■ **Problem to solve**: Each entry must be returned exactly. None may be omitted.

Natural-language object grounding data:
========

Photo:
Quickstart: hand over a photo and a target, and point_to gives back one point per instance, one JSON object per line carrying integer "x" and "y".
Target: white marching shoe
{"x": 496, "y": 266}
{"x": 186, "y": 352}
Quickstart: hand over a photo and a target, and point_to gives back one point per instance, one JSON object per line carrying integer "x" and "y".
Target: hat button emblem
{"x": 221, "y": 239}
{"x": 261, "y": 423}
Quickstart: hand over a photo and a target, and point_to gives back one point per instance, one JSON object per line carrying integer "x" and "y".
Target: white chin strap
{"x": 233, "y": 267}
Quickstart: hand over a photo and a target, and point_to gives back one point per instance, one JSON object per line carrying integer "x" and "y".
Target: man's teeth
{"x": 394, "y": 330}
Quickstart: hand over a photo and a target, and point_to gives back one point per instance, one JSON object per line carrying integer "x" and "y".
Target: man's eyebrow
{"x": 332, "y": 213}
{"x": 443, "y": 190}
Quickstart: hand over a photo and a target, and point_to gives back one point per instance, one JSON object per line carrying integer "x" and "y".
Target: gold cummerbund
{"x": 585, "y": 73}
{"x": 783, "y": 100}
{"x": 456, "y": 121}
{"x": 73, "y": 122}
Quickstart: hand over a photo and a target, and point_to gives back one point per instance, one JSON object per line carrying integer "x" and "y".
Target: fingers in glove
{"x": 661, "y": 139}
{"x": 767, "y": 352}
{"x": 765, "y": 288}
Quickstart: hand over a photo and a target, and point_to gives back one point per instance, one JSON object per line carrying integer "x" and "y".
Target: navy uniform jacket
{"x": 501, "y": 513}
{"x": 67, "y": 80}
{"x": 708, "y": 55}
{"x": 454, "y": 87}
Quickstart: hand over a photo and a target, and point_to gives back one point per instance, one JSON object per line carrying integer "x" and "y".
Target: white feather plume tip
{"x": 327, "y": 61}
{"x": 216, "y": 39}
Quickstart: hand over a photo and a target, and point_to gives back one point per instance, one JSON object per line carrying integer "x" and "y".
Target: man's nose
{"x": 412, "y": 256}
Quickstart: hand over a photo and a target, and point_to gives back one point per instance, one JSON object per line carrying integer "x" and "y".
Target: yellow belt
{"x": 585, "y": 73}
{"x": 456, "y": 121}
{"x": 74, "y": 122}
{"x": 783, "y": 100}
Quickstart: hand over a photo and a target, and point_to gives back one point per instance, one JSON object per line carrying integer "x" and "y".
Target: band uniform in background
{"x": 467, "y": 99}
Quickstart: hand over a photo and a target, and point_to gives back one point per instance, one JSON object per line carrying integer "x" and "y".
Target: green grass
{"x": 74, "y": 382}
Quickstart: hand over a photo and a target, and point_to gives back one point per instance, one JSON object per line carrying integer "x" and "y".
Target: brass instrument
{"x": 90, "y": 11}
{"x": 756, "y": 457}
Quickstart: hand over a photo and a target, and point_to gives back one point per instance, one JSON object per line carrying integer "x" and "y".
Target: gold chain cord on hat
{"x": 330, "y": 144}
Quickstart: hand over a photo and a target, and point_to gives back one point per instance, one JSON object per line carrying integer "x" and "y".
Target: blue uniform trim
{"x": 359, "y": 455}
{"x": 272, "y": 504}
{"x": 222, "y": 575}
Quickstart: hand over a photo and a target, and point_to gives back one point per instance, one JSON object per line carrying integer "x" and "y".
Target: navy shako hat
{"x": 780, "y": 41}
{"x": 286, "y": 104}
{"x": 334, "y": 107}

========

■ **The answer**:
Photo:
Quickstart: hand over a photo and a target, and point_to gives back one point per instance, one JSON object per line carrying integer "x" and "y".
Target: white marching shoe
{"x": 496, "y": 266}
{"x": 186, "y": 352}
Quickstart: hand over a photo and a target, and point_to gives back one point per instance, one JSON object per line carrying integer "x" and "y".
Target: hat button emblem
{"x": 221, "y": 239}
{"x": 261, "y": 423}
Quickstart: hand over a photo and a target, and point_to gives back one point per instance, one JSON object per line carrying integer "x" and "y".
Target: white chin strap
{"x": 233, "y": 267}
Quickstart: hand over a photo and a target, and point_to gives back one point per instance, one JSON object per line carrying integer "x" and "y".
Target: man's teeth
{"x": 394, "y": 330}
Quickstart: hand over a photo and a target, and point_to gives back one point per instance, one JSON object per line carrying integer "x" and "y".
Target: man's eyebrow
{"x": 332, "y": 213}
{"x": 443, "y": 190}
Quickstart: hand over a photo and a target, and point_to gives back one point per instance, one JSON object per line carrying integer "x" and "y".
Target: gold cummerbund
{"x": 585, "y": 73}
{"x": 783, "y": 100}
{"x": 456, "y": 121}
{"x": 73, "y": 122}
Quickstart: hand over a photo and a target, and point_to gives back one point per instance, one JSON object per line carrying integer "x" and "y".
Target: fingers in glove
{"x": 661, "y": 139}
{"x": 767, "y": 352}
{"x": 765, "y": 288}
Quickstart: hand over a photo and a target, and point_to gives back one point per instance, one JSON object per line carrying integer "x" and "y".
Target: navy uniform jacket
{"x": 501, "y": 513}
{"x": 67, "y": 80}
{"x": 708, "y": 55}
{"x": 454, "y": 87}
Quickstart: hand over a photo and a target, and point_to gives back one point per instance, one JSON object per line carrying integer "x" and "y".
Target: white feather plume tip
{"x": 327, "y": 61}
{"x": 216, "y": 39}
Quickstart: hand over a photo and a target, and point_to gives back one point per instance, one JSON object per line carrying integer "x" and "y".
Target: man's nose
{"x": 412, "y": 256}
Quickstart: hand over a photo and a target, and point_to gives back one point per instance, one JSON object per line carrying integer "x" and "y".
Target: yellow belt
{"x": 585, "y": 73}
{"x": 456, "y": 121}
{"x": 74, "y": 122}
{"x": 783, "y": 100}
Quickstart: hand over a photo and a target, and point_to gives back one point per instance, one JSON object per line carrying integer "x" and "y".
Target: band uniform in background
{"x": 467, "y": 99}
Quickstart: hand over a photo and a target, and point_to gives back one point per instance, one JSON object per line carrying integer "x" and "y".
Target: green grass
{"x": 74, "y": 382}
Quickstart: hand over a photo and a target, and point_to gives back one point per instance, one JSON object per line carrying integer "x" and "y".
Target: brass instrument
{"x": 90, "y": 11}
{"x": 756, "y": 457}
Quickstart: hand over a photo and a target, and point_to gives back one point per instance, one JSON object per line carrying integer "x" and "y".
Target: gold chain cord on hat
{"x": 330, "y": 144}
Quickstart: hand over a photo and a target, and point_to gives back one point per instance, one JSON object per line carrying integer "x" and "y".
Target: blue uniform trim
{"x": 359, "y": 455}
{"x": 272, "y": 504}
{"x": 222, "y": 575}
Quickstart: hand over a photo and a target, and point_to gives back one point per instance, one JSON object per line carrying integer "x" and "y".
Target: navy shako hat
{"x": 780, "y": 41}
{"x": 286, "y": 104}
{"x": 334, "y": 107}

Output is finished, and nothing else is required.